## Stated problem
Pull out every line in the entries below that contains the word "plant".

(Stored entries)
----

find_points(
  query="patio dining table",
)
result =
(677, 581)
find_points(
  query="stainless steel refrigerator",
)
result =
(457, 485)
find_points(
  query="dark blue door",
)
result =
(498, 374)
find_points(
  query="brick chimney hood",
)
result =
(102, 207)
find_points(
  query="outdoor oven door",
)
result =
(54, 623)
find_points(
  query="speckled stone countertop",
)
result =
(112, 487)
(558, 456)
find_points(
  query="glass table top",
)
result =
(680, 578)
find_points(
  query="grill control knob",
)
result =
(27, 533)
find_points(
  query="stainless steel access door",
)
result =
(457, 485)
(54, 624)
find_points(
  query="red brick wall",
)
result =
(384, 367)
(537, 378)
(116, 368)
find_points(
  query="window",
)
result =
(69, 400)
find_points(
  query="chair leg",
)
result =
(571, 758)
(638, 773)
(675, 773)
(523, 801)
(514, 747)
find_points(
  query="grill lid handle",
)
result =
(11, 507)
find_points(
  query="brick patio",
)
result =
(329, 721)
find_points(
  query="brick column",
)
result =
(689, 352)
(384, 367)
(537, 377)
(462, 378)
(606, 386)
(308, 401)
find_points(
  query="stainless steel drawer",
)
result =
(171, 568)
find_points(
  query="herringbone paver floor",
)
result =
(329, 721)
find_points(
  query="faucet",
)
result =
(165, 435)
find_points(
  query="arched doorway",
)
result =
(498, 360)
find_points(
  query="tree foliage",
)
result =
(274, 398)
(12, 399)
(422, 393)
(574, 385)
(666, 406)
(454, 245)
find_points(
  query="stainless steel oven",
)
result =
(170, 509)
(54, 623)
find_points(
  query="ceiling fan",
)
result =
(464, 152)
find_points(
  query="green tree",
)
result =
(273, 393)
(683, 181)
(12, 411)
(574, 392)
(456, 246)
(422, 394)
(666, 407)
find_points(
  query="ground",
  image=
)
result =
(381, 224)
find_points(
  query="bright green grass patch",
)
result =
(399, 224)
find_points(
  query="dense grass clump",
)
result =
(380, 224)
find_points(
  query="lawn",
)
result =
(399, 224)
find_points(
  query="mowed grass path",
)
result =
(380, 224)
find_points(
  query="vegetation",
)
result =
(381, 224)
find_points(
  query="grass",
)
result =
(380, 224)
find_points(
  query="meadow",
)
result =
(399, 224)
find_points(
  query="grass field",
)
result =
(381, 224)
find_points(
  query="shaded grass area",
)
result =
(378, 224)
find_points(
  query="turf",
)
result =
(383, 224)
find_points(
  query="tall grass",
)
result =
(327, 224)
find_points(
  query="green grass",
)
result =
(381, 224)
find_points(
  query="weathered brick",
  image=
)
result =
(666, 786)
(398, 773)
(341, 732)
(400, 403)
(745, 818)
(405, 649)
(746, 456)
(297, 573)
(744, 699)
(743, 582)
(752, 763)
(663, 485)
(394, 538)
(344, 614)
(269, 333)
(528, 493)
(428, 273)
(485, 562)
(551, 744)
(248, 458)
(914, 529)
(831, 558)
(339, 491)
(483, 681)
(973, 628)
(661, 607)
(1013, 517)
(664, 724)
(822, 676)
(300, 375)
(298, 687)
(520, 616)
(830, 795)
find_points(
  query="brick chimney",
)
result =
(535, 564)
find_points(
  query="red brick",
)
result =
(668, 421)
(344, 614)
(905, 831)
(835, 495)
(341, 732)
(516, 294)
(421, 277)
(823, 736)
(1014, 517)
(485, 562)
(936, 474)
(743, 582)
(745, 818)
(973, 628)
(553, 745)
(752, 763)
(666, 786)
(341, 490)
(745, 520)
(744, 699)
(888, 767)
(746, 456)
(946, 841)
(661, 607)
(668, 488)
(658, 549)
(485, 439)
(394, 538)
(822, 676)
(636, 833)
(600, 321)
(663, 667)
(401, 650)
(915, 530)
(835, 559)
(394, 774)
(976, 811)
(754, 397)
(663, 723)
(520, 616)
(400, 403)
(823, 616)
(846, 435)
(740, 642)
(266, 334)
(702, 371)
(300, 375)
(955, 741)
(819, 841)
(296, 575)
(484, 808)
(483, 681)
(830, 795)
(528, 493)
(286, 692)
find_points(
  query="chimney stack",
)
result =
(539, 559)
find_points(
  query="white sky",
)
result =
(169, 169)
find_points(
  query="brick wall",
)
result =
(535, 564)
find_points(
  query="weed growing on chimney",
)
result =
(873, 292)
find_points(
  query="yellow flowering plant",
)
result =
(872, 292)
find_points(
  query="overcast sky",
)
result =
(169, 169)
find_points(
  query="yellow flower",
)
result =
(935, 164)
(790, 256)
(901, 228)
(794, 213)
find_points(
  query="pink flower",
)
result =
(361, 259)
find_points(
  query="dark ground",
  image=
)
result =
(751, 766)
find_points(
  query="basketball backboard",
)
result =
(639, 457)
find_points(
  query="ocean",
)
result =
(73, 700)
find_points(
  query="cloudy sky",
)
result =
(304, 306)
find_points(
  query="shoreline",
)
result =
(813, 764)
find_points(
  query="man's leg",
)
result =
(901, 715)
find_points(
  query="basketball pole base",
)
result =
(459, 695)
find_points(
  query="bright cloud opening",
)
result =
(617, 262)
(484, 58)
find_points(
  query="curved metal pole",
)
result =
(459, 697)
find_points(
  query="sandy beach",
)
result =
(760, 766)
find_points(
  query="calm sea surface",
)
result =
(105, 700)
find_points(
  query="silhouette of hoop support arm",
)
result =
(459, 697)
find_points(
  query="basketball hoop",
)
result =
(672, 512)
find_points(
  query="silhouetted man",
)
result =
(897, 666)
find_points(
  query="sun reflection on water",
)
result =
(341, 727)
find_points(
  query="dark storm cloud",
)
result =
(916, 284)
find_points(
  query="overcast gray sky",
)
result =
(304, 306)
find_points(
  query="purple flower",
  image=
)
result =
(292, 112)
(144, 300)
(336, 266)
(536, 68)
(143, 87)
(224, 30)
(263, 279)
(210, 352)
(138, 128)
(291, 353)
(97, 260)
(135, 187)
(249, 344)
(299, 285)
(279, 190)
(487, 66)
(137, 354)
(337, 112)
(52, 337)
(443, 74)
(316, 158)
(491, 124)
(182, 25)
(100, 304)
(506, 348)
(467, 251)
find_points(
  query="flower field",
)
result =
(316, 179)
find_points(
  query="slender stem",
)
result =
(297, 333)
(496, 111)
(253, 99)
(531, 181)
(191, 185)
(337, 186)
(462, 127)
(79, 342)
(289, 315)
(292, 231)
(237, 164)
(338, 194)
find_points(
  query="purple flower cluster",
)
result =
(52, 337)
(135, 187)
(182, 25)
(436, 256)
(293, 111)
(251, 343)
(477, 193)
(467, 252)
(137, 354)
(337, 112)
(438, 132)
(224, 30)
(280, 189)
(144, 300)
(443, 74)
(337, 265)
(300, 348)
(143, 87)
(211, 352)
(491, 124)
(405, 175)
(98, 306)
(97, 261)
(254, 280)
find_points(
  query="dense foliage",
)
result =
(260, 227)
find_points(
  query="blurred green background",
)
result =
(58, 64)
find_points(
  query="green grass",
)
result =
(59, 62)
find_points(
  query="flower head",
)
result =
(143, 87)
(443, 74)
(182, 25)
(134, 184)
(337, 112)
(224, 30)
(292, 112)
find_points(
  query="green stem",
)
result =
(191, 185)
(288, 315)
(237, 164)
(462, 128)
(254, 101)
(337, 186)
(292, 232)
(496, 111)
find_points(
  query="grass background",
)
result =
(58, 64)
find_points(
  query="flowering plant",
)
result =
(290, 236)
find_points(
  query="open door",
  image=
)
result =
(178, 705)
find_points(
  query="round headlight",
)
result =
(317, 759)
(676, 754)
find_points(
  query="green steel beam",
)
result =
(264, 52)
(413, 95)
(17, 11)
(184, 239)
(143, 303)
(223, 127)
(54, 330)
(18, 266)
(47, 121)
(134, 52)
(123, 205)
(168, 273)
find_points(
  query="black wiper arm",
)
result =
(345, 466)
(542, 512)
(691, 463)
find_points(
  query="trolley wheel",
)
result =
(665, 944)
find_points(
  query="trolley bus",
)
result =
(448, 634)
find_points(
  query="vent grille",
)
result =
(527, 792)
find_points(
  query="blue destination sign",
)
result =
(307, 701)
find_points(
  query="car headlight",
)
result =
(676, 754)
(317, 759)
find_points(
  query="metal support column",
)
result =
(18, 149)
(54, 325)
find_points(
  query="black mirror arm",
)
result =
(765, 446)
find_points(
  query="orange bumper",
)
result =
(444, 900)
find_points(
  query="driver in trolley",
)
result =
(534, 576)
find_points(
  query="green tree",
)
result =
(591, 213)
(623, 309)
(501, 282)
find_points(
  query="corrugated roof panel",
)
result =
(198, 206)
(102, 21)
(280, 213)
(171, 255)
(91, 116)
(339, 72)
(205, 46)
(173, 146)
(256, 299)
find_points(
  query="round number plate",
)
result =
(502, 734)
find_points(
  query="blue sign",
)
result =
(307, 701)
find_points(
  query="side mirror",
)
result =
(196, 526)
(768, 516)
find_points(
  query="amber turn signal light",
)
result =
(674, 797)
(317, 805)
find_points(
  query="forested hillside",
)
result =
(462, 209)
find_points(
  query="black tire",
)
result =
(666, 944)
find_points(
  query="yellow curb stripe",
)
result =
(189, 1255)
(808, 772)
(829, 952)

----

## Result for this exercise
  query="yellow flowering plant",
  query="flowering plant",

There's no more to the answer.